Records of labeled points
■ ■ ■ ■

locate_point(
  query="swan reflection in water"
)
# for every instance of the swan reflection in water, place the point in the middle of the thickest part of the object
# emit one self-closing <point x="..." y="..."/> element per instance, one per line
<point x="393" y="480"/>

■ ■ ■ ■

The request: Can you put every line of the data above into a JSON list of strings, one string per line, with blank lines left out?

Reply to the task:
[
  "locate_point(",
  "  query=\"swan reflection in water\"",
  ")",
  "# for every instance of the swan reflection in water, place the point in the middle of the thickest part of the object",
  "# emit one self-closing <point x=\"...\" y=\"...\"/> element per instance, one per line",
  "<point x=\"393\" y=\"480\"/>"
]